_Task prompt_
How many lines in the listing below contain the word "gravel", matching case exactly? Reply with the number alone.

[start Input]

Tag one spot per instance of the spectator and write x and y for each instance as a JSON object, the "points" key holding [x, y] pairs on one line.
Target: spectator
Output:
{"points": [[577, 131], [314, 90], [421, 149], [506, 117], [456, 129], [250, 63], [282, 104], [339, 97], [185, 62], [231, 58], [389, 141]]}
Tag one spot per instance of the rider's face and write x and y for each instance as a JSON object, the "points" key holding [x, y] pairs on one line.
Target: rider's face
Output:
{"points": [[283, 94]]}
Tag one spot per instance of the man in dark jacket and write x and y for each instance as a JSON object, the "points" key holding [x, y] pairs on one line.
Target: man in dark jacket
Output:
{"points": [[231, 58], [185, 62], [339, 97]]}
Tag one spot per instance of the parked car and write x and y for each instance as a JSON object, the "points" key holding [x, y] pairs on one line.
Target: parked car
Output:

[end Input]
[start Input]

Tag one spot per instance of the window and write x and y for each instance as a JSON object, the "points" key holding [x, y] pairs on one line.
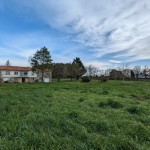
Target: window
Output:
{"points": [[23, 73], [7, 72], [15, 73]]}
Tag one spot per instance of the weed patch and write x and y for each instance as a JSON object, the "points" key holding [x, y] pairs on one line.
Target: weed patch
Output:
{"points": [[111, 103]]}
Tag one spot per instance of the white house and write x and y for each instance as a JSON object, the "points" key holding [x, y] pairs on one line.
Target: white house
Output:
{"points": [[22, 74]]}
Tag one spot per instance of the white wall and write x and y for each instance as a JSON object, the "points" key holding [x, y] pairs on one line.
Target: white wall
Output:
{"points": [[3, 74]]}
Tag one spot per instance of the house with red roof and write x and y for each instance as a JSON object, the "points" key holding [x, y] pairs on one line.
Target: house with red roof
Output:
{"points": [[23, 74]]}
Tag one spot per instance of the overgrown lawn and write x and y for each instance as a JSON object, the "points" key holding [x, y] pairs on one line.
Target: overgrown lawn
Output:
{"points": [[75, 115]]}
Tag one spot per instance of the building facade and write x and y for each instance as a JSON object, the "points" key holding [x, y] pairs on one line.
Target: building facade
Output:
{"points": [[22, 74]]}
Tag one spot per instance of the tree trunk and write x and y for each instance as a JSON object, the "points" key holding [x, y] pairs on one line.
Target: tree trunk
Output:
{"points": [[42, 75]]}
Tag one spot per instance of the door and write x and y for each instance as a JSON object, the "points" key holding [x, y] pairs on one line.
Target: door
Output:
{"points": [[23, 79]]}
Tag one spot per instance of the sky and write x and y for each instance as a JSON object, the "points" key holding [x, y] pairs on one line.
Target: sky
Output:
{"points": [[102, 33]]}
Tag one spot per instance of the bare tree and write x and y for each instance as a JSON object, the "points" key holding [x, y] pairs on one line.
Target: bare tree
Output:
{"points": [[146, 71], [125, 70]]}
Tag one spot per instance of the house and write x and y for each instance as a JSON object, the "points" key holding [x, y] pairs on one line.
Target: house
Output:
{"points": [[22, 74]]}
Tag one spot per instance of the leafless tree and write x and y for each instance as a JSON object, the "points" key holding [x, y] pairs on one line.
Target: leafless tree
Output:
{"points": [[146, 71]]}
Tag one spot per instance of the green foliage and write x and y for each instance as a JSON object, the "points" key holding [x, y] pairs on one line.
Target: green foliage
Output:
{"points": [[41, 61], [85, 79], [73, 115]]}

[end Input]
[start Input]

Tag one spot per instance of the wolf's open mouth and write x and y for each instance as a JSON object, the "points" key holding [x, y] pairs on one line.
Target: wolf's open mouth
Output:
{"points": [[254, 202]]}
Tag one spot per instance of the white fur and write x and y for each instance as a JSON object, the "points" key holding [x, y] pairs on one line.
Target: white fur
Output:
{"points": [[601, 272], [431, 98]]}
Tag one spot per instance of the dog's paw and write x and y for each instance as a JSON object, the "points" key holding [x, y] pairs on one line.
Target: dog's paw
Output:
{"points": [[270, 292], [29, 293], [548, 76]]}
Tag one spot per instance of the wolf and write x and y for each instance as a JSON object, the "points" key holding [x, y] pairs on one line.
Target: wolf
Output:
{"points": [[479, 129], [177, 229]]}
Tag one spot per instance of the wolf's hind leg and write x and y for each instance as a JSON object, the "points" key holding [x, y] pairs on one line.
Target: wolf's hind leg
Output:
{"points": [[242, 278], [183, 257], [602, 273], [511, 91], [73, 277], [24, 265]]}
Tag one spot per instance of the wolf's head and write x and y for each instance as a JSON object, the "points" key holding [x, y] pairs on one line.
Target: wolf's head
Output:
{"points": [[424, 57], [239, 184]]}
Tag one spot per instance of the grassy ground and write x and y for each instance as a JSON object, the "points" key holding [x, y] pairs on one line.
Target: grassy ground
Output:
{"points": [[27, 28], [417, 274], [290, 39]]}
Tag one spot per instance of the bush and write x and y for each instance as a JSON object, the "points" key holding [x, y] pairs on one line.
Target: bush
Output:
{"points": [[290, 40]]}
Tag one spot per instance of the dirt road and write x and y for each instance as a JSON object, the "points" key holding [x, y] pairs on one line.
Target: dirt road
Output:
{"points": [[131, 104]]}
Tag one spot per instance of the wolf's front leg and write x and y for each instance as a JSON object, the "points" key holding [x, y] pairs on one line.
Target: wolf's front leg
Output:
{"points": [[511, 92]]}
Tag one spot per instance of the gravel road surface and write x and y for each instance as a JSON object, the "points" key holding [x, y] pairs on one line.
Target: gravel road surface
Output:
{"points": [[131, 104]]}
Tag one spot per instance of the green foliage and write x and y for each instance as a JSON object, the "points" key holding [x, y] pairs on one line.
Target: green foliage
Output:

[end Input]

_Result_
2